What needs to be done>
Copy the passage of the health care text starting with "We can’t expect" and going on through "that already exist.".

Text>
************
    I didn’t think this was going to be socialized health care. This also only looks at one or two levels of the problem (insurance and the transparency of prices for services), and doesn’t look forward at all in regards to our coming shortage of doctors or our current shortage of primary care doctors. It should be investing in new doctors, nurse practitioners and PAs, especially in rural areas. A major public health campaign to work to get people primary care doctors, and getting yearly checkups or physicals, in an attempt to prevent against major health crisis and lower costs.
    It doesn’t sound much like it will lower costs, or even reform the problems with medicare or medicaid, which are in desperate need of reform, if they shouldn’t just be removed all together and replaced with a better designed program. Medicare is going to go bankrupt in a few years.
    I’m unsure exactly how the government program will be set up, so I can’t comment about that until I know more. But I worry about more bureaucratic red tape that is already such a problem for medicare and medicaid. I think some sort of non-profit set-up out of the government with surveillance might be a viable option.
    We can’t expect health care for free. That’s not going to happen anytime soon. It isn’t free. There are a lot of costs involved. Figuring out how to control the spending and still getting people care is the issue. We spend the most on health care out of every developed nation, and we seem to be getting less out of it. This needs to be fixed.
    This bill might be a step in the right direction, but it sounds more like a waste of time. Its like sticking a band aid on cancer. It might help with insurance problems, but there is no lasting reform here to the systems that already exist.
    I would rather they take there time on putting together an informed plan than rush this through.

  7. July 25, 2009 at 6:43 pm

    Well I don’t think the argument is about free healthcare versus paid healthcare. Both sides know that healthcare has to cost something. The question is how we’re going to pay for it.

    I want a system like Canada’s where we pay for it through taxes. That way, individuals aren’t wiped out for things like broken bones, infections, and temporary medication. I don’t think government-sponsored health care is the solution to expensive procedures like bypass surgery, hysterectomies, or experimental medication. For these complicated, less-common costs, we may still need private healthcare. But I refuse to believe that the best economic choice is for the American people to pay in billions of dollars annually and still have to pay thousands of dollars out of pocket for routine procedures.
************
Stored data entries

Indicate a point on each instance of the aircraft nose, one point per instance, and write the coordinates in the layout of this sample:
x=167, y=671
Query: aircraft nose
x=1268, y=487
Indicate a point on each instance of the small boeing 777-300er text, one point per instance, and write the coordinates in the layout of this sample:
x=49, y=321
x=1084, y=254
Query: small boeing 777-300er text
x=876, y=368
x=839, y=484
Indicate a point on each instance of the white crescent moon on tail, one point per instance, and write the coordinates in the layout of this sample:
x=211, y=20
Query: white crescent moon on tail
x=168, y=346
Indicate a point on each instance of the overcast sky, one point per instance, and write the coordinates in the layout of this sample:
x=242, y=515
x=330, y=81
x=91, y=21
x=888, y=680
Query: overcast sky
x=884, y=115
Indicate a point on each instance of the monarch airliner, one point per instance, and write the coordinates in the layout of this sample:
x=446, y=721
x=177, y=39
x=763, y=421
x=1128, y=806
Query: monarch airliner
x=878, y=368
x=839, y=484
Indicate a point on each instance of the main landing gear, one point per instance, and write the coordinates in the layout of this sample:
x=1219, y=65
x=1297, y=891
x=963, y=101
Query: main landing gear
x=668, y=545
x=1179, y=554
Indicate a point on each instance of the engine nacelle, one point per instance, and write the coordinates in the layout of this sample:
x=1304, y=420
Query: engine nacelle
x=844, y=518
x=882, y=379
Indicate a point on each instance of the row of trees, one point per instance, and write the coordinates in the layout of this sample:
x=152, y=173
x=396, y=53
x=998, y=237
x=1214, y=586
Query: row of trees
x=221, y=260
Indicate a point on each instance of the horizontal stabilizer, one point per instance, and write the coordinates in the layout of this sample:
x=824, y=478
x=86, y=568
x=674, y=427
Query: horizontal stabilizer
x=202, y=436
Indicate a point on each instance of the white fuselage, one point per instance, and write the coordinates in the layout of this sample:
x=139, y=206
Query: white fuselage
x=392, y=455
************
Result>
We can’t expect health care for free. That’s not going to happen anytime soon. It isn’t free. There are a lot of costs involved. Figuring out how to control the spending and still getting people care is the issue. We spend the most on health care out of every developed nation, and we seem to be getting less out of it. This needs to be fixed.
    This bill might be a step in the right direction, but it sounds more like a waste of time. Its like sticking a band aid on cancer. It might help with insurance problems, but there is no lasting reform here to the systems that already exist.